>> start Data for the task
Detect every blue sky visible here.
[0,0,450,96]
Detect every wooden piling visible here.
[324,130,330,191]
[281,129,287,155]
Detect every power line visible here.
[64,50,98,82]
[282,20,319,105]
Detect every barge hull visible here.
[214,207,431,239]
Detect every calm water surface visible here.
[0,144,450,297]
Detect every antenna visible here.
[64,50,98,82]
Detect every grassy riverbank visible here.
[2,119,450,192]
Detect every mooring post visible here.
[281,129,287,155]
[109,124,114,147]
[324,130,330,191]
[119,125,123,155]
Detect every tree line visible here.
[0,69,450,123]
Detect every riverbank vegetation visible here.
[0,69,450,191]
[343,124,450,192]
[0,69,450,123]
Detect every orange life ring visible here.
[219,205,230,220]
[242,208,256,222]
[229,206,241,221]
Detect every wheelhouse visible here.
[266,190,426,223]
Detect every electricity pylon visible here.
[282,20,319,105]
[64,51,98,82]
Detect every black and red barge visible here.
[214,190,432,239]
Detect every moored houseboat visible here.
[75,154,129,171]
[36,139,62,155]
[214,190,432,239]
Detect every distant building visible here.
>> end Data for the task
## Exercise details
Scale all the lines above, requests included, by rewriting them with every bounding box coordinate multiplied by 0.85 and rounded to the nearest whole number, with halves rounded up.

## Final answer
Detect every blue sky visible here.
[0,0,383,82]
Detect every wooden piling visible here.
[275,111,281,162]
[239,110,244,132]
Detect every power line visible here.
[54,43,83,70]
[240,17,271,89]
Detect every barge hull visible here.
[182,176,366,203]
Detect every calm water surface visible here.
[0,122,383,252]
Detect every antenna visible here.
[54,43,83,70]
Detect every grassy riverbank visible here.
[2,101,383,163]
Detect every mooring post visible here.
[239,110,244,132]
[93,105,97,125]
[275,111,281,162]
[101,106,105,132]
Detect every tree line visible here.
[0,59,383,105]
Detect every riverbank vegetation visible here.
[0,59,383,162]
[292,105,383,163]
[0,59,383,105]
Detect every orange life ring visible here.
[186,174,196,187]
[206,177,218,189]
[195,175,205,188]
Detect every wheelhouse visible here.
[226,162,362,190]
Detect every electricity pylon visible here.
[240,17,271,89]
[54,43,83,70]
Detect every black and red barge visible here.
[182,162,367,203]
Detect every moored houseboat visible here.
[64,131,110,145]
[31,118,53,132]
[182,162,367,203]
Detect every distant building visible here.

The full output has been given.